§ **RAW DATA**:

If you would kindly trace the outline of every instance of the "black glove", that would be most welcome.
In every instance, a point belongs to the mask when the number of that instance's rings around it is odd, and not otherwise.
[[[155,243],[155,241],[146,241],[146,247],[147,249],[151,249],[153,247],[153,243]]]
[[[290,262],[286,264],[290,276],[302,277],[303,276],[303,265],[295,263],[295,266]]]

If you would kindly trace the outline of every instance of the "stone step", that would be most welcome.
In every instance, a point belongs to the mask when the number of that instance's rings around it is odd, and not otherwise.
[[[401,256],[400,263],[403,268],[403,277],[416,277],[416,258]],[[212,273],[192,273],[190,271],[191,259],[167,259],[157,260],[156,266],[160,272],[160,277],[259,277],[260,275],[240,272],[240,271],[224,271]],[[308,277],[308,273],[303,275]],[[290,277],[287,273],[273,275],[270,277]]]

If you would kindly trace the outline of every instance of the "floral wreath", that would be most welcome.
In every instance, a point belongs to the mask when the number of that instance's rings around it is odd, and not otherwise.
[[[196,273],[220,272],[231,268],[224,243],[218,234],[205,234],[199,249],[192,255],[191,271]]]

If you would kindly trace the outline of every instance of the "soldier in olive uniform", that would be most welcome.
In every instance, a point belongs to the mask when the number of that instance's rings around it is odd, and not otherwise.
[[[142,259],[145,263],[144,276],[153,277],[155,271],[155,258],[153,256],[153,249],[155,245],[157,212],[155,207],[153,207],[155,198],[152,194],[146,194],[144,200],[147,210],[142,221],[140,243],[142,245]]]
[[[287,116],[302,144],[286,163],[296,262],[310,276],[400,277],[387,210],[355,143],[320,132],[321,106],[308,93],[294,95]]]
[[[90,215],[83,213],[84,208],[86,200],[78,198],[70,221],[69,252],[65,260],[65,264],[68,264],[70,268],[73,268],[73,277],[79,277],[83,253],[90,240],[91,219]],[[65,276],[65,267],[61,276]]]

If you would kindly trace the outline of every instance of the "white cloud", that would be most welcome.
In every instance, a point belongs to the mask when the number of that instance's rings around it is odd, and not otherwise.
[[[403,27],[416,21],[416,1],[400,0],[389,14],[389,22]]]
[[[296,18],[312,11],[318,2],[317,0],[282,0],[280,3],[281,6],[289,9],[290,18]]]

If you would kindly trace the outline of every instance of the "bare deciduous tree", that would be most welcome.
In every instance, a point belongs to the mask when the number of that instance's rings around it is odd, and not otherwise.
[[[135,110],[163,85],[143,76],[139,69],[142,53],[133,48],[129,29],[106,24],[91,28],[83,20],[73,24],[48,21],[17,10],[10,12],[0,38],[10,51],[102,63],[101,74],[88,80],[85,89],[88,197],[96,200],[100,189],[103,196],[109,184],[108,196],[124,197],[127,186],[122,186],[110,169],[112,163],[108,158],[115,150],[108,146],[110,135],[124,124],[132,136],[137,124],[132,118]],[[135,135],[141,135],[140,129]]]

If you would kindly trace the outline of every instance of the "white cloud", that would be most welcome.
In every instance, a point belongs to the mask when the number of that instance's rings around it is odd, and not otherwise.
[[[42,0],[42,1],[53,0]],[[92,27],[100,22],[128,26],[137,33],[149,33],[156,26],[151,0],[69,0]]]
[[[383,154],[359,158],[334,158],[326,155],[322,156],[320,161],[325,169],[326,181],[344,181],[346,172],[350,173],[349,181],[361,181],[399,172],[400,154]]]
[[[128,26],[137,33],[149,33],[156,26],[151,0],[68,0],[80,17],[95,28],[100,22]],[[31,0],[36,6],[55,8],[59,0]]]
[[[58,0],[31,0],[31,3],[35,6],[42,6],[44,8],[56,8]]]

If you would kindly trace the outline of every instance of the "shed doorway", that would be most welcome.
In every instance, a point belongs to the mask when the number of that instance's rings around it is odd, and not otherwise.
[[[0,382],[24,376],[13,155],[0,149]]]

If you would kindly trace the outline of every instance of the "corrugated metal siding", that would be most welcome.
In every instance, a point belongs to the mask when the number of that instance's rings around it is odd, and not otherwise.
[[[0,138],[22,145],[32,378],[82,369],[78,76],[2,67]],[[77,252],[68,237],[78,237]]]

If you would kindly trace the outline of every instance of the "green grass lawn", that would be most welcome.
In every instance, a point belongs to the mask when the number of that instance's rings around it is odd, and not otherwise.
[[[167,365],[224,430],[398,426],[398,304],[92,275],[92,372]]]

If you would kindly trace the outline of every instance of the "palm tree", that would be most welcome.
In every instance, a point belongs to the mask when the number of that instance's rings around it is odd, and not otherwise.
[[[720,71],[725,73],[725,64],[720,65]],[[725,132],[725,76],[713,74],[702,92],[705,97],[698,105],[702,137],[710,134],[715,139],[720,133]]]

§ **DIRECTIONS**:
Return all of the data precisely as it appears.

§ **WRITTEN RESPONSE**:
If you would kindly trace the outline of every instance of the "black glove", that would be most welcome.
In every instance, a point belongs to the mask when the number of that instance's rings around it is odd, and not otherwise.
[[[155,243],[155,241],[146,241],[146,247],[147,249],[151,249],[153,247],[153,243]]]
[[[290,262],[286,264],[290,276],[302,277],[303,276],[303,265],[295,263],[295,266]]]

If you would kindly trace the outline of every instance of the "stone step", that would be most welcome.
In every instance, a point belongs to the mask when the number of that instance's rings around it is odd, and not otherwise.
[[[401,256],[400,263],[403,268],[403,277],[416,277],[416,258]],[[212,273],[192,273],[190,271],[191,259],[167,259],[157,260],[156,266],[160,272],[160,277],[259,277],[260,275],[240,272],[240,271],[224,271]],[[308,277],[308,273],[303,275]],[[290,277],[287,273],[273,275],[270,277]]]

If you would kindly trace the outline of every instance of the "floral wreath", that would be most welcome.
In every instance, a point belongs to the mask when the number of that instance's rings around it is odd, and not otherwise.
[[[196,273],[220,272],[231,268],[224,243],[218,234],[205,234],[199,249],[192,255],[191,271]]]

If you would kindly trace the outline of every instance of the "soldier in olive uniform", that would be most welcome.
In every instance, a point belongs to the mask when the number of that instance's rings around it is odd, and not otherwise.
[[[142,259],[145,263],[144,276],[153,277],[155,271],[155,258],[153,256],[153,249],[155,245],[157,212],[155,207],[153,207],[155,198],[152,194],[146,194],[144,200],[147,210],[142,221],[140,243],[142,245]]]
[[[287,116],[302,144],[286,163],[296,262],[310,276],[400,277],[387,210],[355,143],[320,132],[321,106],[308,93],[294,95]]]
[[[90,215],[83,213],[84,208],[86,200],[78,198],[70,221],[69,252],[65,260],[65,264],[68,264],[70,268],[73,268],[73,277],[79,277],[83,253],[90,240],[91,219]],[[65,276],[65,267],[61,276]]]

If you would kindly trace the outline of every instance of the "white cloud", that would be most welcome.
In every instance, a point belongs to the mask when the number of that instance's rings around it is odd, and not otherwise.
[[[403,27],[416,21],[416,1],[400,0],[389,14],[389,22]]]
[[[296,18],[312,11],[318,2],[317,0],[282,0],[280,3],[281,6],[289,9],[290,18]]]

If you would kindly trace the outline of every instance of the "bare deciduous tree", that would be most welcome.
In every instance, a point belongs to the mask when the number of that instance's rings around it is odd, and not otherwise.
[[[135,110],[163,85],[143,76],[139,69],[142,53],[133,48],[129,29],[106,24],[91,28],[83,20],[73,24],[48,21],[17,10],[10,12],[0,38],[10,51],[102,63],[101,74],[88,80],[85,89],[88,197],[96,200],[100,189],[103,196],[109,184],[108,196],[124,197],[127,186],[122,186],[110,169],[112,163],[108,158],[115,150],[108,146],[110,135],[124,124],[132,136],[137,124],[132,118]],[[135,135],[141,135],[140,129]]]

If you would kindly trace the outline of every instance of the "white cloud", that would be most welcome.
In every instance, a point belongs to the mask when the number of that instance's rings around it is odd, and not otherwise.
[[[42,0],[42,1],[53,0]],[[92,27],[100,22],[128,26],[137,33],[149,33],[156,26],[151,0],[69,0]]]
[[[383,154],[359,158],[334,158],[326,155],[322,156],[320,161],[325,169],[326,181],[344,181],[346,172],[350,173],[349,181],[361,181],[399,172],[400,154]]]
[[[128,26],[137,33],[149,33],[156,26],[151,0],[68,0],[80,17],[95,28],[100,22]],[[31,0],[36,6],[55,8],[59,0]]]
[[[58,0],[31,0],[31,3],[35,6],[42,6],[44,8],[56,8]]]

If you would kindly trace the outline of every instance of the "shed doorway", that would be most welcome.
In every instance, a point belongs to the mask when the number of that instance's rings around it is odd, and not otherwise.
[[[0,382],[24,376],[13,155],[0,149]]]

If you would kindly trace the outline of every instance of the "corrugated metal siding", that would be most welcome.
In every instance, a point belongs to the mask when the number of that instance's rings around it is odd, and not otherwise.
[[[0,138],[22,145],[32,378],[82,369],[78,76],[2,67]],[[77,252],[68,237],[78,237]]]

If you would kindly trace the outline of every instance of the "green grass lawn", that would be most welcome.
In every instance, a point belongs to the mask when the number of that instance's rings around it is odd, and not otherwise.
[[[167,365],[224,430],[398,426],[398,304],[92,275],[92,372]]]

If you would kindly trace the outline of every instance of the "palm tree", that would be most welcome.
In every instance, a point belongs to the mask when the number of that instance's rings around it is odd, and not otherwise.
[[[720,71],[725,73],[725,64],[720,65]],[[725,132],[725,76],[713,74],[702,92],[705,97],[698,105],[702,137],[710,134],[715,139],[720,133]]]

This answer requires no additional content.